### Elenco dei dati
###

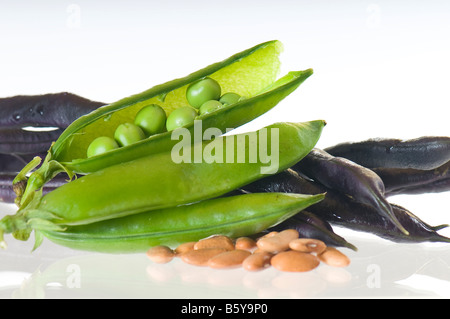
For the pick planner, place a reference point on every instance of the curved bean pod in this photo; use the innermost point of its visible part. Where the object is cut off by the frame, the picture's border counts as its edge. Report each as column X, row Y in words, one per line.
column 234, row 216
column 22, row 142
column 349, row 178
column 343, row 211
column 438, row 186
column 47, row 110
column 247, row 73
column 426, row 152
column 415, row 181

###

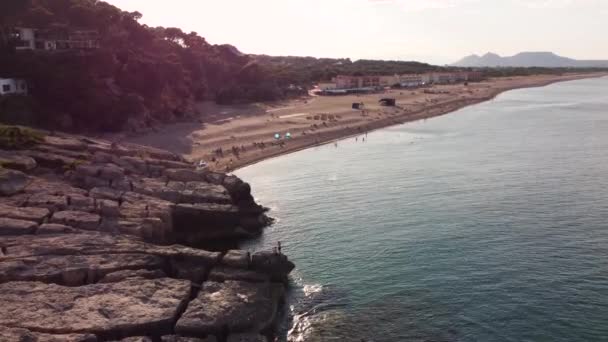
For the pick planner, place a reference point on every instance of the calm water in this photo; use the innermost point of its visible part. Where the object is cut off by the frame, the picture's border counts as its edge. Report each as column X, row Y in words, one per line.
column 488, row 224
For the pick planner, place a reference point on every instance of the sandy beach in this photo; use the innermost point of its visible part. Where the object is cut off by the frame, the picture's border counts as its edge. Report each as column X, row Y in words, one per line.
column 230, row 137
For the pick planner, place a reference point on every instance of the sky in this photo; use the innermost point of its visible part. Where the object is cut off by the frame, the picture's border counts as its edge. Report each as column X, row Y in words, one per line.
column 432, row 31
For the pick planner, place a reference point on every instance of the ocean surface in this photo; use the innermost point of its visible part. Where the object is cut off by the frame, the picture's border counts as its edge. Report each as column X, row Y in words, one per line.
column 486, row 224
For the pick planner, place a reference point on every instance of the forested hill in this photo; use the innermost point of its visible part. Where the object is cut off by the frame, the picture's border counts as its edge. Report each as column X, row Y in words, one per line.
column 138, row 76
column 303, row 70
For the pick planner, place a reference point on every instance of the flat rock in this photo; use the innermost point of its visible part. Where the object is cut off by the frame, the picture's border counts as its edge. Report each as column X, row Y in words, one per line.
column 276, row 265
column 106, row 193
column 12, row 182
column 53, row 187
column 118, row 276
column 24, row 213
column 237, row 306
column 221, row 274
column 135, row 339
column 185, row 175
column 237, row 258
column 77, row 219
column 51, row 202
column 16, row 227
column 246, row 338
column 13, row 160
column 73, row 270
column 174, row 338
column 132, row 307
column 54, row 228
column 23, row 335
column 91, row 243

###

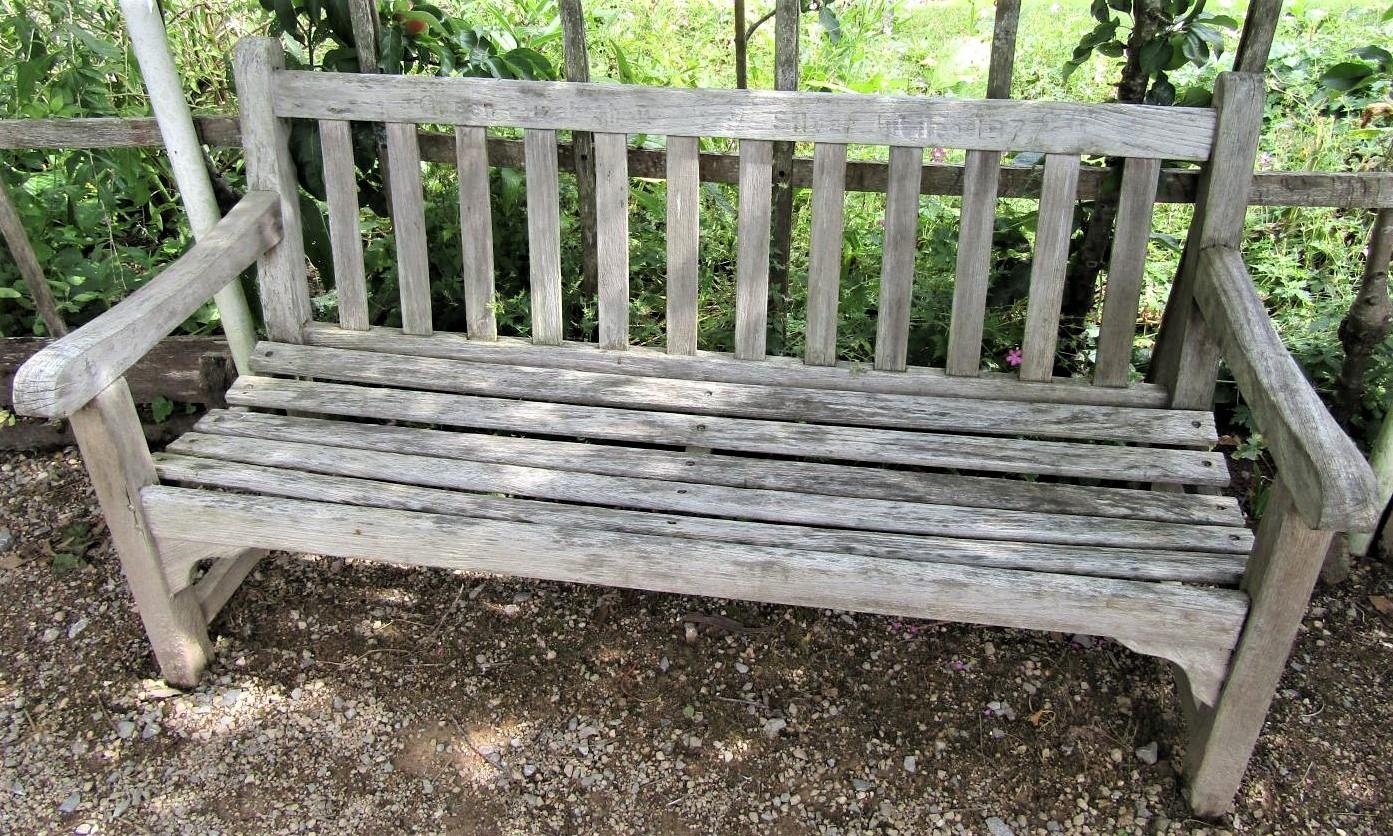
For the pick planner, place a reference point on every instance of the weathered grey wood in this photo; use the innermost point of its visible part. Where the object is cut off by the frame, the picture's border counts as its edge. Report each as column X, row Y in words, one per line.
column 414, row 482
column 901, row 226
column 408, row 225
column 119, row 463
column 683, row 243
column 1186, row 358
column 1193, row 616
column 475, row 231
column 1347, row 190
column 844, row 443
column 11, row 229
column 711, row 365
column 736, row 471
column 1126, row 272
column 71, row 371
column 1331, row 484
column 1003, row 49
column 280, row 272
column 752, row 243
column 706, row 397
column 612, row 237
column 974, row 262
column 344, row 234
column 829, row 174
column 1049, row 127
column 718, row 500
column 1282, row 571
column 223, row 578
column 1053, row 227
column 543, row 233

###

### Il tuo obiettivo
Filtra il materiale e ricopia soltanto le righe in cui compare la parola "calm".

### Compito svolto
For the pick planner, place a reference point on every instance of the calm water in this photo; use the innermost point of its visible part. Where the object is cut off by the frame, the picture's border counts as its edge. Report each as column X, row Y in words, one per line.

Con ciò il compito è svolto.